Aim →
Convert the material starting at the line containing "target: smoke detector on ceiling" and ending at the line containing "94 18 L 100" into a two-column CSV with headers input and output, one row per item of material. Put its text and its answer each in a single quoted field, with line breaks replaced by spaces.

Raw records →
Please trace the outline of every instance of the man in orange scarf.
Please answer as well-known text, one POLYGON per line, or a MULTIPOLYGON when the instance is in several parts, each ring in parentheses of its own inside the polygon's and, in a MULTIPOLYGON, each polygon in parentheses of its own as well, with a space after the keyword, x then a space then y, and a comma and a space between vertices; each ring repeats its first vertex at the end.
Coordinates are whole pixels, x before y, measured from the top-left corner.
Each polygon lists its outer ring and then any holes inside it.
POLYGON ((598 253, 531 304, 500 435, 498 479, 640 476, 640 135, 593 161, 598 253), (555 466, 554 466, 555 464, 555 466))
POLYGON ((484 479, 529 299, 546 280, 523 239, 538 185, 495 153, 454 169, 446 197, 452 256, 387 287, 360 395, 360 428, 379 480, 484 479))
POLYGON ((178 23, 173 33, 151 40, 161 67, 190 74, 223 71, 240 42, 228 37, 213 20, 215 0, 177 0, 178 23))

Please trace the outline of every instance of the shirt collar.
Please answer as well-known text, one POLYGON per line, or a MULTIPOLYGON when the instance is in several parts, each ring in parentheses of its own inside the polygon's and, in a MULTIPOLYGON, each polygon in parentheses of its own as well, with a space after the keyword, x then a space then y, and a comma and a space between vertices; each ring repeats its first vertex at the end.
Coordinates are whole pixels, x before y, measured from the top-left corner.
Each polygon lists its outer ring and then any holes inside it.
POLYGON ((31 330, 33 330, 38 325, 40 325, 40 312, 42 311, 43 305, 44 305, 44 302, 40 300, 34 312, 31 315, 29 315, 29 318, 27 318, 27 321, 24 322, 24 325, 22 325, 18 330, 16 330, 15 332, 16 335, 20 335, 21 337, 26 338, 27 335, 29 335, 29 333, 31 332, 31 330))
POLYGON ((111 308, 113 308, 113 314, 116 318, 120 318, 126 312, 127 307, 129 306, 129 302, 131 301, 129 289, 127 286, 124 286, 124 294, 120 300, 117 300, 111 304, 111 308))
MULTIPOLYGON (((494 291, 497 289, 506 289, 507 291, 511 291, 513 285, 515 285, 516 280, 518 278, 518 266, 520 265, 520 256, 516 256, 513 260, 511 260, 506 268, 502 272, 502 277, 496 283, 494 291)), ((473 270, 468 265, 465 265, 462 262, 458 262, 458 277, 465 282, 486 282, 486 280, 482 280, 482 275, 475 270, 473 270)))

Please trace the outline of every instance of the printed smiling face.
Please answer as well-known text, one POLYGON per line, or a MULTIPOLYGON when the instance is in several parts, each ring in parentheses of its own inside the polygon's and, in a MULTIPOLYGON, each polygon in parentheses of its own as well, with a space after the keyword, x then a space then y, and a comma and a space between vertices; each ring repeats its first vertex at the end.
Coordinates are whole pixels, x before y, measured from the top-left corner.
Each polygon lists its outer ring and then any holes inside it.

==

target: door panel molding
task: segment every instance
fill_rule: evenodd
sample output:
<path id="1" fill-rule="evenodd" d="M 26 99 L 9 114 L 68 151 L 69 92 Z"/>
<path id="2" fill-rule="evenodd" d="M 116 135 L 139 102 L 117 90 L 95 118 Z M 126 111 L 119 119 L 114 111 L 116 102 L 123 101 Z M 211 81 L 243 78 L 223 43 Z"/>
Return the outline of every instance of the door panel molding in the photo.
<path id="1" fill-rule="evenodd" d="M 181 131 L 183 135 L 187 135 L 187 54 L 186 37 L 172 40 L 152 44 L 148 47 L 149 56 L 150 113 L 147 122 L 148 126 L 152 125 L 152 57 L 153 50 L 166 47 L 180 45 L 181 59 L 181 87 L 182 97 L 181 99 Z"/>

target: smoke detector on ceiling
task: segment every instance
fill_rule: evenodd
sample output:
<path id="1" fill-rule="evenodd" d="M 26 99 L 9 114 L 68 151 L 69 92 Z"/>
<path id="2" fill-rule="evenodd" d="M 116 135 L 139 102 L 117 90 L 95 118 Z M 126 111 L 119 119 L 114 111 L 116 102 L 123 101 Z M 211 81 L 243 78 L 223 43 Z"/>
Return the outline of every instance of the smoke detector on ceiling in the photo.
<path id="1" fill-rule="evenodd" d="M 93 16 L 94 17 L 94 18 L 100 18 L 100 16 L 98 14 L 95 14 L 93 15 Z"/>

Answer to the task →
input,output
"target: smoke detector on ceiling task: segment every instance fill_rule: evenodd sample output: <path id=""1"" fill-rule=""evenodd"" d=""M 26 99 L 9 114 L 68 151 L 69 92 Z""/> <path id=""2"" fill-rule=""evenodd"" d=""M 116 135 L 139 102 L 117 90 L 95 118 Z M 126 111 L 119 119 L 114 111 L 116 102 L 123 101 Z M 211 81 L 243 78 L 223 43 Z""/> Return the outline of every instance of the smoke detector on ceiling in the photo.","<path id=""1"" fill-rule=""evenodd"" d=""M 93 16 L 94 17 L 94 18 L 100 18 L 100 16 L 98 14 L 95 14 L 93 15 Z""/>"